**GIVEN INFORMATION**
-*-

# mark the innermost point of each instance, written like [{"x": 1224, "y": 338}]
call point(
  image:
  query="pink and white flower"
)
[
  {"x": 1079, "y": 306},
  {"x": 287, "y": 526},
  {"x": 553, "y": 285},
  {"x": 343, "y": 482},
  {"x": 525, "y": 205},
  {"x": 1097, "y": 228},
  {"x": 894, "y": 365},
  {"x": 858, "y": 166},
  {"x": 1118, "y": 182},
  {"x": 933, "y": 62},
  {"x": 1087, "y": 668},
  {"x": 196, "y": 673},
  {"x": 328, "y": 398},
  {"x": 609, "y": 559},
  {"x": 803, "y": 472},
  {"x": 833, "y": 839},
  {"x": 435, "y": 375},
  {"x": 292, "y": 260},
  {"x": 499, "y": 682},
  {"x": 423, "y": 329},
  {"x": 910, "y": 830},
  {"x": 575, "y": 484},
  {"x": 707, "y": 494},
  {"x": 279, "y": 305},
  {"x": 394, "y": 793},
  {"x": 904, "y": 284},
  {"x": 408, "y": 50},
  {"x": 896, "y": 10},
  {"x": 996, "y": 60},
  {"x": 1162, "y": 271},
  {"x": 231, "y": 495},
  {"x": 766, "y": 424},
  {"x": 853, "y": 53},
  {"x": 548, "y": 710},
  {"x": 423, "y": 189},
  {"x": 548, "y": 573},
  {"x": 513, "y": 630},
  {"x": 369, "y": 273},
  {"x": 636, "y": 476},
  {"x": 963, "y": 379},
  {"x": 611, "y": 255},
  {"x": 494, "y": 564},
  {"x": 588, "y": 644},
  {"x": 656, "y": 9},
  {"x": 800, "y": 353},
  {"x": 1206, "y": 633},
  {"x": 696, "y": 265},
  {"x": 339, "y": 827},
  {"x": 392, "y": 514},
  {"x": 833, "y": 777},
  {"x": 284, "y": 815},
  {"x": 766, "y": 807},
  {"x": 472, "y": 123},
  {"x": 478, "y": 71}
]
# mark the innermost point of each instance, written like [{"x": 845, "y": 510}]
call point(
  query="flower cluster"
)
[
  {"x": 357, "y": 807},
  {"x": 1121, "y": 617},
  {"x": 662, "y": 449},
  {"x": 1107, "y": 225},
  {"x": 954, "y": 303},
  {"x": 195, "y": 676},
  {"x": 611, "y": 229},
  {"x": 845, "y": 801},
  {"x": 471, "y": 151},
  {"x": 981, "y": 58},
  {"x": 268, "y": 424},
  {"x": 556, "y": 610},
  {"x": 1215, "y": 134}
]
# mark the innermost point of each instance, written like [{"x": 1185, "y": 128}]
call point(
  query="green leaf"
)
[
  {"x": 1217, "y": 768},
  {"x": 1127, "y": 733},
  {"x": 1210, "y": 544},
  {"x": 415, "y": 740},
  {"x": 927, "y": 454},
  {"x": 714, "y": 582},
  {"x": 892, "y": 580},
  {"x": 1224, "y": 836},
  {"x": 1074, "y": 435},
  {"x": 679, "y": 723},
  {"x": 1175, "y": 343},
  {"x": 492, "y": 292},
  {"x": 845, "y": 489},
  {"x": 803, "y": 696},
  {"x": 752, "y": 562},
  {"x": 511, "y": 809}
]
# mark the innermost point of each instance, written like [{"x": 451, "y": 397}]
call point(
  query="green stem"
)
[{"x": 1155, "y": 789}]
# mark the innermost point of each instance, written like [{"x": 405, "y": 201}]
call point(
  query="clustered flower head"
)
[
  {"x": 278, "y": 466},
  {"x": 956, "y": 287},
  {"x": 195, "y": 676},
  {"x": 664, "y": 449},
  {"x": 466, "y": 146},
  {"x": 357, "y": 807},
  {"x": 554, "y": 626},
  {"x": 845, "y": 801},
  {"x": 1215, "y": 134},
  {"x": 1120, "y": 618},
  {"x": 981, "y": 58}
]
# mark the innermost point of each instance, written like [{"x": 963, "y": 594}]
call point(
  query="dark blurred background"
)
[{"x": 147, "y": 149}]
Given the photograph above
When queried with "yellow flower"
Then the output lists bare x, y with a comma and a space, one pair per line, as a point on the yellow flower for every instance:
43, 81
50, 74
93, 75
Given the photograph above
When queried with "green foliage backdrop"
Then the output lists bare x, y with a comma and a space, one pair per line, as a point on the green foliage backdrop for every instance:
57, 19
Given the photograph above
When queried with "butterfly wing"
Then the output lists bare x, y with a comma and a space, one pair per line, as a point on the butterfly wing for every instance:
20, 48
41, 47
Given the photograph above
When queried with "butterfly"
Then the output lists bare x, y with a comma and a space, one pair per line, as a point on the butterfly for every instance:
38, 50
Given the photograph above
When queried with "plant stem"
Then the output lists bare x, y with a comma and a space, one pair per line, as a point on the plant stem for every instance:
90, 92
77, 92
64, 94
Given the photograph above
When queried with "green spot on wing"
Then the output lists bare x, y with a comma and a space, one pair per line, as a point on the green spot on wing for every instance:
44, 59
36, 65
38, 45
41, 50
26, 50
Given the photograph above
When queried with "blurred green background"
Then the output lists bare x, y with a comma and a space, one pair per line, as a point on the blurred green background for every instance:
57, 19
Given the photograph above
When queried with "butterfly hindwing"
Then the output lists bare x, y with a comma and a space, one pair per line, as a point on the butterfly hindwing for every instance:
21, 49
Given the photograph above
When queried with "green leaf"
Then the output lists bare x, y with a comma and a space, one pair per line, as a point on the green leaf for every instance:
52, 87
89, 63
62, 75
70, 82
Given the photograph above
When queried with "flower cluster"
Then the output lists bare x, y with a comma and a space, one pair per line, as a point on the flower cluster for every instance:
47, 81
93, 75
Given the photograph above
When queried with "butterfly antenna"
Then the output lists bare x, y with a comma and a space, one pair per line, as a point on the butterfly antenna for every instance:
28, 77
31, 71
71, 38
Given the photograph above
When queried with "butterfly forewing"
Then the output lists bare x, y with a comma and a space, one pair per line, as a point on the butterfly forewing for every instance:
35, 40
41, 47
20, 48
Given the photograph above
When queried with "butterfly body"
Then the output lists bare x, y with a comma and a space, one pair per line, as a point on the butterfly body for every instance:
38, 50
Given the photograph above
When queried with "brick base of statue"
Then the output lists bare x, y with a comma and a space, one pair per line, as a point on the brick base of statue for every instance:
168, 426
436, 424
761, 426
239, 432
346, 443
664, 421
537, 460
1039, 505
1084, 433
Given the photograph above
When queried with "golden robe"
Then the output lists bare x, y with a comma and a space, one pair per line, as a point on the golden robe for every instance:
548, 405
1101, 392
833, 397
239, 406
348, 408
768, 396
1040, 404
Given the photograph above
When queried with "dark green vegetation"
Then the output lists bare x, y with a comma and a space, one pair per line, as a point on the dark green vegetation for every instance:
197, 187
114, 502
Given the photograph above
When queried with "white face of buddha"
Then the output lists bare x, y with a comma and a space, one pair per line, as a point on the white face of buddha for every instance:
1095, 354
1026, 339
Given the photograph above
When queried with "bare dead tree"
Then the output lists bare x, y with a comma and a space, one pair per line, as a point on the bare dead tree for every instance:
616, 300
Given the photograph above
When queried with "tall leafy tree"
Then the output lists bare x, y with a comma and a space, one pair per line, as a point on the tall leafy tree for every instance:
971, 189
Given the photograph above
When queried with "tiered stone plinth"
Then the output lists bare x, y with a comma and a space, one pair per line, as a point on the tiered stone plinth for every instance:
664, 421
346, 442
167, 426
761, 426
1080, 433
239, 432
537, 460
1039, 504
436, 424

-*-

**WHAT YOU HAVE TO DO**
Type the whole listing again, unaltered.

**RESULT FOR THIS EXERCISE**
# mark the innermost point of each instance, written like [{"x": 1224, "y": 338}]
call point(
  image:
  query="pink and white flower"
)
[
  {"x": 1079, "y": 306},
  {"x": 287, "y": 526},
  {"x": 553, "y": 285},
  {"x": 343, "y": 482},
  {"x": 525, "y": 205},
  {"x": 1097, "y": 228},
  {"x": 894, "y": 365},
  {"x": 858, "y": 166},
  {"x": 1118, "y": 182},
  {"x": 933, "y": 62},
  {"x": 1087, "y": 668},
  {"x": 196, "y": 673},
  {"x": 328, "y": 398},
  {"x": 609, "y": 559},
  {"x": 803, "y": 472},
  {"x": 833, "y": 839},
  {"x": 435, "y": 375},
  {"x": 292, "y": 260},
  {"x": 499, "y": 682},
  {"x": 423, "y": 329},
  {"x": 910, "y": 830},
  {"x": 575, "y": 484},
  {"x": 707, "y": 494},
  {"x": 279, "y": 305},
  {"x": 394, "y": 793},
  {"x": 904, "y": 284},
  {"x": 408, "y": 50},
  {"x": 896, "y": 10},
  {"x": 996, "y": 60},
  {"x": 1162, "y": 271},
  {"x": 231, "y": 495},
  {"x": 766, "y": 424},
  {"x": 853, "y": 53},
  {"x": 548, "y": 710},
  {"x": 423, "y": 189},
  {"x": 548, "y": 573},
  {"x": 513, "y": 630},
  {"x": 369, "y": 273},
  {"x": 636, "y": 476},
  {"x": 963, "y": 379},
  {"x": 611, "y": 255},
  {"x": 494, "y": 564},
  {"x": 588, "y": 644},
  {"x": 656, "y": 9},
  {"x": 800, "y": 353},
  {"x": 1206, "y": 633},
  {"x": 696, "y": 265},
  {"x": 339, "y": 827},
  {"x": 392, "y": 514},
  {"x": 833, "y": 777},
  {"x": 284, "y": 815},
  {"x": 766, "y": 807},
  {"x": 472, "y": 123},
  {"x": 478, "y": 71}
]
# mark the innermost point of each instance, written like [{"x": 845, "y": 510}]
call point(
  query="flower cluster"
)
[
  {"x": 357, "y": 807},
  {"x": 1121, "y": 617},
  {"x": 662, "y": 449},
  {"x": 1107, "y": 225},
  {"x": 954, "y": 303},
  {"x": 195, "y": 676},
  {"x": 611, "y": 229},
  {"x": 845, "y": 801},
  {"x": 471, "y": 151},
  {"x": 981, "y": 58},
  {"x": 268, "y": 424},
  {"x": 556, "y": 610},
  {"x": 1215, "y": 134}
]
# mark the innermost point of each instance, written like [{"x": 1185, "y": 128}]
call point(
  query="green leaf"
)
[
  {"x": 1217, "y": 768},
  {"x": 1127, "y": 733},
  {"x": 1210, "y": 544},
  {"x": 415, "y": 740},
  {"x": 927, "y": 454},
  {"x": 714, "y": 582},
  {"x": 892, "y": 580},
  {"x": 1224, "y": 836},
  {"x": 1074, "y": 435},
  {"x": 679, "y": 723},
  {"x": 1175, "y": 343},
  {"x": 492, "y": 292},
  {"x": 845, "y": 489},
  {"x": 803, "y": 696},
  {"x": 752, "y": 562},
  {"x": 511, "y": 809}
]
# mark the innermost point of each instance, written like [{"x": 451, "y": 397}]
call point(
  query="green stem"
)
[{"x": 1155, "y": 789}]
# mark the innermost point of each instance, written like [{"x": 405, "y": 201}]
call point(
  query="clustered flower head"
)
[
  {"x": 278, "y": 466},
  {"x": 956, "y": 287},
  {"x": 195, "y": 676},
  {"x": 664, "y": 449},
  {"x": 466, "y": 146},
  {"x": 357, "y": 807},
  {"x": 554, "y": 626},
  {"x": 845, "y": 801},
  {"x": 1215, "y": 134},
  {"x": 1120, "y": 618},
  {"x": 981, "y": 58}
]
# mark the innermost point of each instance, written like [{"x": 963, "y": 594}]
call point(
  query="dark blurred background"
)
[{"x": 147, "y": 149}]
Given the photograph above
When queried with "yellow flower"
Then the output lists bare x, y with a comma and a space, one pair per line, as a point on the yellow flower for every instance:
43, 81
50, 74
93, 75
Given the photograph above
When queried with "green foliage backdrop"
Then the output lists bare x, y with a comma and a space, one pair per line, as a point on the green foliage backdrop for every instance:
57, 19
Given the photograph above
When queried with "butterfly wing"
Then the output lists bare x, y with a comma and a space, one pair per line, as a point on the butterfly wing for every instance:
20, 48
41, 47
Given the photograph above
When queried with "butterfly"
Then the output lists bare x, y with a comma and a space, one pair per line, as a point on the butterfly for every instance:
38, 50
Given the photograph above
When queried with "plant stem"
Then the output lists bare x, y with a comma and a space, one pair per line, as a point on the plant stem for every instance:
90, 92
77, 92
64, 94
Given the photograph above
When queried with "green spot on wing"
Then the output lists bare x, y with a comma and a space, one pair per line, as a point on the green spot on wing for every instance:
44, 59
36, 65
38, 45
41, 50
26, 50
Given the photograph above
When queried with "blurred green background"
Then the output lists bare x, y with a comma and a space, one pair per line, as a point on the blurred green background for every instance:
57, 19
Given the photograph above
When queried with "butterfly hindwing"
Then the output lists bare x, y with a comma and a space, one pair per line, as a point on the butterfly hindwing for every instance:
21, 49
Given the photograph above
When queried with "green leaf"
Then the output lists bare x, y with a comma and a space, one pair per line, as a point on the green leaf for every instance:
52, 87
89, 63
62, 75
70, 82
Given the photograph above
When queried with "flower cluster"
Then the output lists bare x, y with a comma and a space, one pair per line, as a point on the flower cluster for every instance:
47, 81
93, 75
Given the photograph above
When queried with "butterfly antenna"
Then the output lists bare x, y with a comma and a space, one pair per line, as a point on the butterfly antenna for every instance:
28, 77
31, 71
71, 38
Given the photograph above
When queried with "butterfly forewing"
Then the output lists bare x, y with a comma and a space, one pair per line, as a point on the butterfly forewing for every instance:
35, 40
41, 47
20, 48
Given the photograph above
When queried with "butterfly body"
Then the output lists bare x, y with a comma and a space, one pair per line, as a point on the butterfly body for every instance:
38, 50
Given the photograph above
When queried with "brick base of statue"
Then the output lists bare x, y with a comma and a space, one pair per line, as a point on the brick base of statue for every instance:
168, 426
436, 424
761, 426
239, 432
346, 443
664, 421
537, 460
1039, 505
1084, 433
Given the photograph above
When queried with "golden robe"
Then the output lists bare x, y with a comma and a space, one pair per line, as a point on the golden robe for every instance:
548, 405
1101, 392
833, 397
239, 406
348, 408
768, 396
1040, 404
Given the photograph above
When queried with "dark green vegetation"
Then the output lists bare x, y with a comma and a space, one pair per line, as a point on the dark green vegetation for every instance:
197, 187
114, 502
Given the photograph above
When queried with "white face of buddha"
Then the output lists bare x, y with a comma and a space, one pair per line, as a point on the white face of buddha for every instance:
1095, 354
1026, 339
Given the photograph above
When queried with "bare dead tree"
Then the output lists bare x, y with a comma and a space, one pair per line, as a point on the bare dead tree for every instance:
616, 300
Given the photograph above
When queried with "tall leafy tree"
Then the output lists bare x, y with a comma and a space, one pair per line, as a point on the tall leafy tree for every instance:
971, 189
Given the photograph above
When queried with "tiered stone plinth"
Then the output lists bare x, y with a comma and a space, one pair per line, as a point on the tiered stone plinth for every instance:
664, 421
346, 442
167, 426
761, 426
1080, 433
239, 432
537, 460
1039, 504
436, 424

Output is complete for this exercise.